*Challenge*
Scale the data from the line that has "Highlight digital camo pattern." through the end. Copy every line as it stands, except multiply each box coordinate in the answers by 2.55 and round it to a whole number, halves up. Give only these lines.

*Supplied entries*
______
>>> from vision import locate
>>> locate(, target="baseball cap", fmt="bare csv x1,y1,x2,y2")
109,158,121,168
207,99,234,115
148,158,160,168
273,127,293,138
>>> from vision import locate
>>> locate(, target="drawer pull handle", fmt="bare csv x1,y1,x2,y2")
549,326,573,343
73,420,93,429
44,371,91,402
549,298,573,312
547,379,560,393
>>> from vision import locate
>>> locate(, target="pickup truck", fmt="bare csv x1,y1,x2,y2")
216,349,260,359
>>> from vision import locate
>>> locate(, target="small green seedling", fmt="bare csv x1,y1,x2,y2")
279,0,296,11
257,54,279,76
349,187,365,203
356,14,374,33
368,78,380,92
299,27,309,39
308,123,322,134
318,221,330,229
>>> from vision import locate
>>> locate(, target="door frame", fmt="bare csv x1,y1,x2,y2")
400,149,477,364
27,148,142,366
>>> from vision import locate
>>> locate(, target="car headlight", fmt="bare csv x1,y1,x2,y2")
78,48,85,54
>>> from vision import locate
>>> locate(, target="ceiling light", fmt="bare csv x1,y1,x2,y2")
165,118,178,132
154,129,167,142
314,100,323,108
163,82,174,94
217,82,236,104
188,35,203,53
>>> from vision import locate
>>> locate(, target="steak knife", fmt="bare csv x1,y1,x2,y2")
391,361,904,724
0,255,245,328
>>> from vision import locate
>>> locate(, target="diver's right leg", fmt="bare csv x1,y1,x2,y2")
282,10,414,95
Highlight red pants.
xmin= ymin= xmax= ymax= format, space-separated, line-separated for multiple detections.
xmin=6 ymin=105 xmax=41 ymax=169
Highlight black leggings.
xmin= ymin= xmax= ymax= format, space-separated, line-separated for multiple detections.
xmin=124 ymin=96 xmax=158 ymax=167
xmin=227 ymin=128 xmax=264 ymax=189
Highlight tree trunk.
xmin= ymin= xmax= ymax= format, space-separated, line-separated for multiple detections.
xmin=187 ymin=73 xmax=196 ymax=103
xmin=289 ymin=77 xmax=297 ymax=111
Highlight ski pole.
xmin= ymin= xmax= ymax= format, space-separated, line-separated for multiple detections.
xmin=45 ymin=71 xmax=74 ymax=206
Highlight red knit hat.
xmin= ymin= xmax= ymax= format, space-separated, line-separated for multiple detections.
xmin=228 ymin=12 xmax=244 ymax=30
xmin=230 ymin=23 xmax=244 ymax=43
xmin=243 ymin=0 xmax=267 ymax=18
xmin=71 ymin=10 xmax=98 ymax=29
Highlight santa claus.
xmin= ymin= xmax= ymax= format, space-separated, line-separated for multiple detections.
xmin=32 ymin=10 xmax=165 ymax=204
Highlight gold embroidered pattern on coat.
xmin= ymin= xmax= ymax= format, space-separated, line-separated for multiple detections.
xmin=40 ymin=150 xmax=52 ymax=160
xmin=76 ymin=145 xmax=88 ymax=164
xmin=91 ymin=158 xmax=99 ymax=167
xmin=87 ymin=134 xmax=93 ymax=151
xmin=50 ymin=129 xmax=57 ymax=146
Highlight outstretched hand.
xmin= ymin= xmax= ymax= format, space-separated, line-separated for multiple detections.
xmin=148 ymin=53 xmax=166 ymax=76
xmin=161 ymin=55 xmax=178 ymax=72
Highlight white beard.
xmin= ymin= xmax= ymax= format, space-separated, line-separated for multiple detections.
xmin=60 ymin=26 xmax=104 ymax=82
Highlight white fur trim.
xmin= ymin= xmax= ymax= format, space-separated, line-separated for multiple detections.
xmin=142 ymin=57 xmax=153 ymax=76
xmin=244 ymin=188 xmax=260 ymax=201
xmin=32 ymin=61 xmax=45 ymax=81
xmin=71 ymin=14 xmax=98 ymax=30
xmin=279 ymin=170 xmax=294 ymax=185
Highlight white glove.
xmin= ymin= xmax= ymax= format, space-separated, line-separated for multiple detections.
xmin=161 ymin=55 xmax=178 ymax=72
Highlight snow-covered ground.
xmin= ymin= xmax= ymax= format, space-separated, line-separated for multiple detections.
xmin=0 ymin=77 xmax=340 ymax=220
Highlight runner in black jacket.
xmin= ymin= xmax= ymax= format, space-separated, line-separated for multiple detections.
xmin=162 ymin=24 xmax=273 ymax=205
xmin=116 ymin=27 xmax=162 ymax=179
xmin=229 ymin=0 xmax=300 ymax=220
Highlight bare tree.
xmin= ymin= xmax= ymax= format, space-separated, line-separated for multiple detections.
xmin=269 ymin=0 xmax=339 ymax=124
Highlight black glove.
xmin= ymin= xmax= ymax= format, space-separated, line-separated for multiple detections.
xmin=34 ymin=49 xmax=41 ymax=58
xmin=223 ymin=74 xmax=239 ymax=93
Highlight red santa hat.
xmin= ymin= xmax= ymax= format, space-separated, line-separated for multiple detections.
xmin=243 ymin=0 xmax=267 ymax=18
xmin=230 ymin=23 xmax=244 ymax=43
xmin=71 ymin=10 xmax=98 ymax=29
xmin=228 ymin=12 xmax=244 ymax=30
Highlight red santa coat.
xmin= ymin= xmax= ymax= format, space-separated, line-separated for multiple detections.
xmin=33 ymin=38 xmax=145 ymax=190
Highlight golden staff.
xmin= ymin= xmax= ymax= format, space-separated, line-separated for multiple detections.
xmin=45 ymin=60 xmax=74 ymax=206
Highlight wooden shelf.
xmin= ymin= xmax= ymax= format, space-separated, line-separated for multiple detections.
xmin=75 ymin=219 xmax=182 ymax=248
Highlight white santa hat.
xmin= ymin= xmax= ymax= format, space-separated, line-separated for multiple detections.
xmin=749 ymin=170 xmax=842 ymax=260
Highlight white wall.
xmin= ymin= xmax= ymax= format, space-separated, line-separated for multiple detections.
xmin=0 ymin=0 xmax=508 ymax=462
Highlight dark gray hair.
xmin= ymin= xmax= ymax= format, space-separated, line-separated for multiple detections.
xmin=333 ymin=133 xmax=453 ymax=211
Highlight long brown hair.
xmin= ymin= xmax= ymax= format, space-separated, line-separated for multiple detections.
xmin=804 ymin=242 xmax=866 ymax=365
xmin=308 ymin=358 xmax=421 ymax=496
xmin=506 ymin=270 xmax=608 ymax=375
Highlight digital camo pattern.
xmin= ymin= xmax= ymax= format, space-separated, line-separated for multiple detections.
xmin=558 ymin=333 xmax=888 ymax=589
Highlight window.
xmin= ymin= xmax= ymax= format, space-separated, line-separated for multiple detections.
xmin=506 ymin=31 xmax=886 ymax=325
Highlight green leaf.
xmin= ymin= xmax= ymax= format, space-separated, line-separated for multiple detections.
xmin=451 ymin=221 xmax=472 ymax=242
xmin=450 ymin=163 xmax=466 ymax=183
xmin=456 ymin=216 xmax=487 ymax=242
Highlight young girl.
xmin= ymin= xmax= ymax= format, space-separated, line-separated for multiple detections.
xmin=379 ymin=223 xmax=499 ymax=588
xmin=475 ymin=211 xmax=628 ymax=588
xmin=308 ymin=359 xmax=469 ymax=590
______
*Exercise output*
Highlight digital camo pattern.
xmin= ymin= xmax= ymax= format, space-separated, line-separated for multiple detections.
xmin=1423 ymin=849 xmax=2264 ymax=1502
Highlight window.
xmin= ymin= xmax= ymax= format, space-separated, line-separated for multiple detections.
xmin=1290 ymin=79 xmax=2259 ymax=829
Highlight green leaf.
xmin= ymin= xmax= ymax= format, space-separated, line-separated for multiple detections.
xmin=1150 ymin=564 xmax=1204 ymax=617
xmin=1148 ymin=416 xmax=1188 ymax=467
xmin=1163 ymin=551 xmax=1242 ymax=617
Highlight young girl.
xmin= ymin= xmax= ymax= format, space-separated, line-separated for multiple detections.
xmin=966 ymin=569 xmax=1272 ymax=1499
xmin=1211 ymin=538 xmax=1601 ymax=1499
xmin=785 ymin=915 xmax=1196 ymax=1505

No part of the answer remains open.